:: TASK TO COMPLETE ::
Go to the line containing "Target: signature in ink" in the records below and retype from there through the final line, exactly.

:: INPUT DATA ::

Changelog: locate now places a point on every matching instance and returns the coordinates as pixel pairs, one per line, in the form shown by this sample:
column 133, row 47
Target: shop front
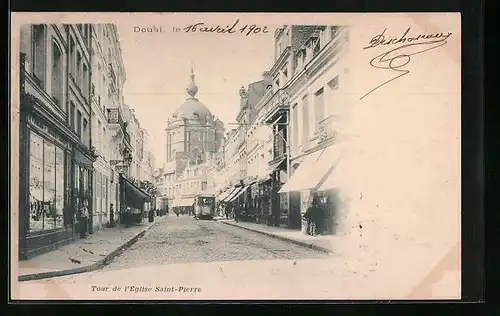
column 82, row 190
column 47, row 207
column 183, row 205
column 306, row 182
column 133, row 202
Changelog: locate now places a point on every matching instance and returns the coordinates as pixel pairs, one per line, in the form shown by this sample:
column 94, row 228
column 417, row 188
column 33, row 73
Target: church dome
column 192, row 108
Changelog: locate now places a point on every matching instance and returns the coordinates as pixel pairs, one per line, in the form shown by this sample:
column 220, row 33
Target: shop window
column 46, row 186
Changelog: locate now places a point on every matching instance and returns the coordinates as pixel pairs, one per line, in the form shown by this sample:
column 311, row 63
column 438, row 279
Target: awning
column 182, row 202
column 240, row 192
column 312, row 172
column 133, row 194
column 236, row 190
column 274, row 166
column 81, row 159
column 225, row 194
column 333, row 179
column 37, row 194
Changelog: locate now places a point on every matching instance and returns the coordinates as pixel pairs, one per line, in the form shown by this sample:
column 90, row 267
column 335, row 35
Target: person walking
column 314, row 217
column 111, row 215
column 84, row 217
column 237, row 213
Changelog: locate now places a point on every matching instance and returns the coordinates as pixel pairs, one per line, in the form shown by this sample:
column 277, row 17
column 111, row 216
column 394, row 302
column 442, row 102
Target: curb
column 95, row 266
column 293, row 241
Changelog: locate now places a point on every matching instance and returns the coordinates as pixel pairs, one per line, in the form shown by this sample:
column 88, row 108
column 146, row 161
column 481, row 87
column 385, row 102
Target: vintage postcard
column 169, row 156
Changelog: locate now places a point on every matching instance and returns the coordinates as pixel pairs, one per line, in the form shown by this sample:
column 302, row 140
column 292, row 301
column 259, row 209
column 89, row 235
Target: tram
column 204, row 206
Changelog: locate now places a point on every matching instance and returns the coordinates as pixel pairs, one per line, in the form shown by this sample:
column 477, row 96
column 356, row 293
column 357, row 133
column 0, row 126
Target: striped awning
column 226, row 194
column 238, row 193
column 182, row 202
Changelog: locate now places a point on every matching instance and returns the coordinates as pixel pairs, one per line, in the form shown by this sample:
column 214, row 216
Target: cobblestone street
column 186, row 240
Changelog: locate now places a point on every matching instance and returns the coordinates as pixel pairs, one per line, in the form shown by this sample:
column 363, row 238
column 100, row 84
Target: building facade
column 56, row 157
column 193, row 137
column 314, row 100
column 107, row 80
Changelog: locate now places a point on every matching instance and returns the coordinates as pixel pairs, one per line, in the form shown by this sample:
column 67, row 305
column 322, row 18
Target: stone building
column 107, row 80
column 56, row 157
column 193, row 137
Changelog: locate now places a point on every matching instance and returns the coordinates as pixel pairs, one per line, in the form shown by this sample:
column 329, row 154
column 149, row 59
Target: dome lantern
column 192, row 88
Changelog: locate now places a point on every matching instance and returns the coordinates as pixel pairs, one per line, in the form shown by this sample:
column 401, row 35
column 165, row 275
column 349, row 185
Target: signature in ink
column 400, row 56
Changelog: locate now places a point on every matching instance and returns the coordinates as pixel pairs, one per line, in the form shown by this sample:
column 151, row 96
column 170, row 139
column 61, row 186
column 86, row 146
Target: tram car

:: ANSWER BELOW ::
Target: signature in ink
column 400, row 56
Changelog: locate now places a point on every matching instance and returns the coordinates as pixel pairs, one per line, in the form shown by this sample:
column 151, row 96
column 170, row 139
column 61, row 186
column 86, row 146
Target: tram car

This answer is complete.